Copy out the records word for word, starting at the line with "Target: woman's outstretched hand" and continuing through the last line of the records, with both ends included.

>> BEGIN Records shown

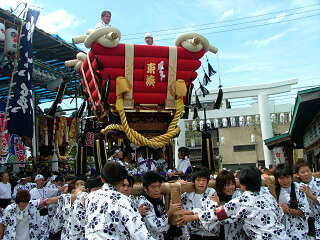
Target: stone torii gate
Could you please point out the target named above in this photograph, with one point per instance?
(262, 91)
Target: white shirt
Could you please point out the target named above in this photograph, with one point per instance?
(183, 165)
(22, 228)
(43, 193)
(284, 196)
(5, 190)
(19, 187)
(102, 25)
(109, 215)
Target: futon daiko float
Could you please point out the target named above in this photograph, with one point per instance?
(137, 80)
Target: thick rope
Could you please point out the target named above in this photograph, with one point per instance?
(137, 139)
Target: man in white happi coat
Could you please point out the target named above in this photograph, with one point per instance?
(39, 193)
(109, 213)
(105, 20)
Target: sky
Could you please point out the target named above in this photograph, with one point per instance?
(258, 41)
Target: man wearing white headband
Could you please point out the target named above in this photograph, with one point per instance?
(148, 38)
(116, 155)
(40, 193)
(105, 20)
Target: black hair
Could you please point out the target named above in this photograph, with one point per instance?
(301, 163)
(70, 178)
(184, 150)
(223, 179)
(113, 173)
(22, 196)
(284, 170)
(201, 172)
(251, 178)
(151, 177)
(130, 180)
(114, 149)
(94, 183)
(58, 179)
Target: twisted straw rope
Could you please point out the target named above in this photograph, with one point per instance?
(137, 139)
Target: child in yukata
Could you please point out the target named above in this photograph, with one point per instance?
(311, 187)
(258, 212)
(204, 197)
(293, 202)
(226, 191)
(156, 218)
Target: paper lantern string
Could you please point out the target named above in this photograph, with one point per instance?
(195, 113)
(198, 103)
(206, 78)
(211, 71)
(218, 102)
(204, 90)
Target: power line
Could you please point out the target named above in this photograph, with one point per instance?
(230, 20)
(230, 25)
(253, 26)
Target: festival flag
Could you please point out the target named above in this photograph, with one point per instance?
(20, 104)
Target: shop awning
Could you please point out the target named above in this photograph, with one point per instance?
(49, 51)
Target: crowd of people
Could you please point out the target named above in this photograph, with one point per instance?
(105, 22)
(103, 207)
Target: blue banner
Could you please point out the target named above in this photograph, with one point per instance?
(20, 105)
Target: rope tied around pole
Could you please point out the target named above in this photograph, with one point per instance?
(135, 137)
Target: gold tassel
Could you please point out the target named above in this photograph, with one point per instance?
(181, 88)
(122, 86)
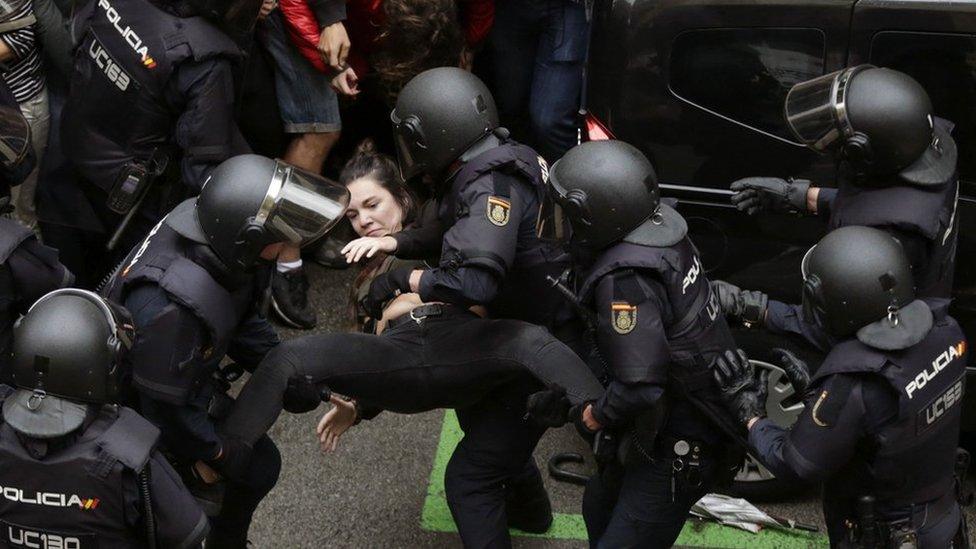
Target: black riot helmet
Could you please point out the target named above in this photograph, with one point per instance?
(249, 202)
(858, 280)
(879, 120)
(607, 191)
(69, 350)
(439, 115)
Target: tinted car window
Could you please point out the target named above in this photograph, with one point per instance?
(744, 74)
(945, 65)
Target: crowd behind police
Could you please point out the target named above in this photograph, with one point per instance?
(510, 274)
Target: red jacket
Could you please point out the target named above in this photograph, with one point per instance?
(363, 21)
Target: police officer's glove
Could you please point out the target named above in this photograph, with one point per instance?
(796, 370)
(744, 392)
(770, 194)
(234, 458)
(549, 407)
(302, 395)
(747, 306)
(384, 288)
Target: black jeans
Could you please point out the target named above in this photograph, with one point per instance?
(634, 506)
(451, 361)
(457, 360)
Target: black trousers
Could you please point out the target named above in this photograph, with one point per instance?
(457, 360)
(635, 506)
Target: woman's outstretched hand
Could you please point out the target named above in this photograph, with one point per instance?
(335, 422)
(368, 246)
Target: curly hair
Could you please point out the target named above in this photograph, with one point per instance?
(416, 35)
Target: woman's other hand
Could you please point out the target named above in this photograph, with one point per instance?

>> END Records shown

> **Answer for the task**:
Target: woman's outstretched hand
Could you please point out the target named above in this photograph, with one point per instance?
(335, 422)
(368, 246)
Target: curly hair
Could you please point out the target named above in this photograph, with one point per instance?
(416, 35)
Target: woman's other hand
Could you please point out the target named above in this photograph, with one point per instance?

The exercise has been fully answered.